- **Exercise objective**:
Every entry that follows should be reproduced exactly.

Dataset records
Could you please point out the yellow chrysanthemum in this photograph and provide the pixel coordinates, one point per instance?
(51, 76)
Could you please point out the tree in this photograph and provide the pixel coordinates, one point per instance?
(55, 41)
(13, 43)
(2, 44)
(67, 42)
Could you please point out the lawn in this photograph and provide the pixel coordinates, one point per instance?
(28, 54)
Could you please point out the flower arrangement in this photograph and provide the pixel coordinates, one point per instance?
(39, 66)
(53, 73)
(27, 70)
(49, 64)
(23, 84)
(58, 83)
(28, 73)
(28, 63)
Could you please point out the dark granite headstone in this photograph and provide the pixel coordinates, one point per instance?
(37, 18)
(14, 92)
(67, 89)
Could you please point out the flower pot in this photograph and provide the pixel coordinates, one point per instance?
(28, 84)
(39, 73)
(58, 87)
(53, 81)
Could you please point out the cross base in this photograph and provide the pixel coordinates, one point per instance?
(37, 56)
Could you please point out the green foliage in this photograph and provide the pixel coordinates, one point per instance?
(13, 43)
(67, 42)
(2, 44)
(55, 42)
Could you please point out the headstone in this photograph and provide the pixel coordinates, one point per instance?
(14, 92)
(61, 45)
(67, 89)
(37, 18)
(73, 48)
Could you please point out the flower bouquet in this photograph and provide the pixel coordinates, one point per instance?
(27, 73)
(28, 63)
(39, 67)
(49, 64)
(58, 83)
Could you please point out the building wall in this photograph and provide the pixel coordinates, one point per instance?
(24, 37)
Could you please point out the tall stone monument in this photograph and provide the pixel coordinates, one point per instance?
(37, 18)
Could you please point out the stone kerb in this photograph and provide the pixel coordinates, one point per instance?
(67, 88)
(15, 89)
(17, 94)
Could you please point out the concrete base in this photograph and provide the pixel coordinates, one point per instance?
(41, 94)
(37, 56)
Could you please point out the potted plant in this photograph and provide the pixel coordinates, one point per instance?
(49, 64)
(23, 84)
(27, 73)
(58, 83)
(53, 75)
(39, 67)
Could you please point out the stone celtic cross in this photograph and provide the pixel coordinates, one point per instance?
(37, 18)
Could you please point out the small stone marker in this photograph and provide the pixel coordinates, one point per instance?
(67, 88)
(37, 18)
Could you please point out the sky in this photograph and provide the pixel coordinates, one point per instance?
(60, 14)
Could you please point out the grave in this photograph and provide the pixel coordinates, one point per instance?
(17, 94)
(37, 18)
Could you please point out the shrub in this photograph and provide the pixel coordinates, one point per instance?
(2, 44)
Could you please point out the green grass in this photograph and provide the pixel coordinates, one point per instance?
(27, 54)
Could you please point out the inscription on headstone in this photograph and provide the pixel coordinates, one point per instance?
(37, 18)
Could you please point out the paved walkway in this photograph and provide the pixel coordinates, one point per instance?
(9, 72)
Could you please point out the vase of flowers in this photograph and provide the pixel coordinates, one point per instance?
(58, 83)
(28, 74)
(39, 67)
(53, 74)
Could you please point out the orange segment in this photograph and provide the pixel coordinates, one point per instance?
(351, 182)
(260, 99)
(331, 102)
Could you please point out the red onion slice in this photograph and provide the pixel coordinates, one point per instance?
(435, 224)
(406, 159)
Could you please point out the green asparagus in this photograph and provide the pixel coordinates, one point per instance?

- **Response**:
Could you please point out the yellow chrysanthemum in this photograph and provide the pixel coordinates, one point per instance?
(51, 76)
Could you please point out the tree in this photograph and provide the pixel coordinates, one point per instance?
(55, 41)
(13, 43)
(2, 44)
(67, 42)
Could you please point out the lawn in this photograph and provide the pixel coordinates, one point per instance?
(28, 54)
Could you please point out the flower arrangement in this photograph and provide the pixel coordinates, one point per instance?
(39, 66)
(53, 73)
(27, 70)
(49, 64)
(23, 84)
(58, 83)
(28, 73)
(28, 63)
Could you please point out the dark granite headstone in this photograph and provide the pixel coordinates, one point per instance?
(37, 18)
(14, 92)
(67, 89)
Could you please point out the flower pot in this photograph and provide the pixel coordinates, one point per instance?
(28, 84)
(39, 73)
(58, 87)
(53, 81)
Could you please point out the cross base in this photograph and provide the pixel coordinates, one point per instance?
(37, 56)
Could you please point out the green foliage in this photograph and provide the pixel coordinates, one point per instance?
(13, 43)
(67, 42)
(2, 44)
(55, 42)
Could you please point out the headstone in this photograph and provide the pixel coordinates, one point per instance?
(14, 92)
(61, 45)
(67, 89)
(37, 18)
(73, 48)
Could you please point out the flower bouquet in this photograph and provide the pixel coordinates, one point per instance?
(27, 73)
(28, 63)
(39, 67)
(49, 64)
(58, 83)
Could you please point out the building wall in this photograph and provide the pixel coordinates, one point per instance?
(24, 37)
Could you please point out the tall stone monument in this photograph and provide the pixel coordinates, one point per instance?
(37, 18)
Could you please point out the stone kerb in this photograph and provide the pixel coordinates, one point per instance?
(67, 88)
(15, 89)
(17, 94)
Could you please point out the concrete base in this photograph and provide the pixel coordinates, one point per instance?
(41, 94)
(37, 56)
Could you please point out the potted plant in this photograph and provide the pixel coordinates, one point per instance?
(49, 64)
(23, 84)
(27, 73)
(58, 83)
(53, 75)
(39, 67)
Could you please point out the stone celtic cross in this photograph and provide the pixel coordinates, one point per instance?
(37, 18)
Could you please point out the small stone marker in this photograph and provide the pixel coordinates, one point per instance?
(67, 88)
(37, 18)
Could you please point out the sky in this photograph and provide the pixel coordinates, one point per instance?
(60, 14)
Could you please point out the grave in this photograph and provide the pixel coordinates, one point per instance?
(17, 94)
(37, 18)
Could you please point out the shrub in this photograph and provide the pixel coordinates, one point per instance?
(2, 44)
Could you please point out the green grass in this photograph and provide the pixel coordinates, one point per instance?
(27, 54)
Could you please point out the inscription on headstone in this photograph and provide the pixel coordinates, one point per instance?
(37, 18)
Could you please point out the paved walkway in this photograph and provide the pixel coordinates, one point per instance?
(9, 72)
Could you please point out the vase of flowers in this photograph and provide the pixel coordinates, one point per instance?
(58, 83)
(28, 74)
(39, 67)
(53, 74)
Could you please point out the orange segment in this photograph and provide the pixel coordinates, one point per instance?
(351, 182)
(260, 99)
(331, 102)
Could you please point out the red onion slice in this photograph and provide the pixel coordinates, one point per instance?
(435, 224)
(406, 159)
Could you please point out the green asparagus in this photograph and provide the pixel coordinates, one point per instance?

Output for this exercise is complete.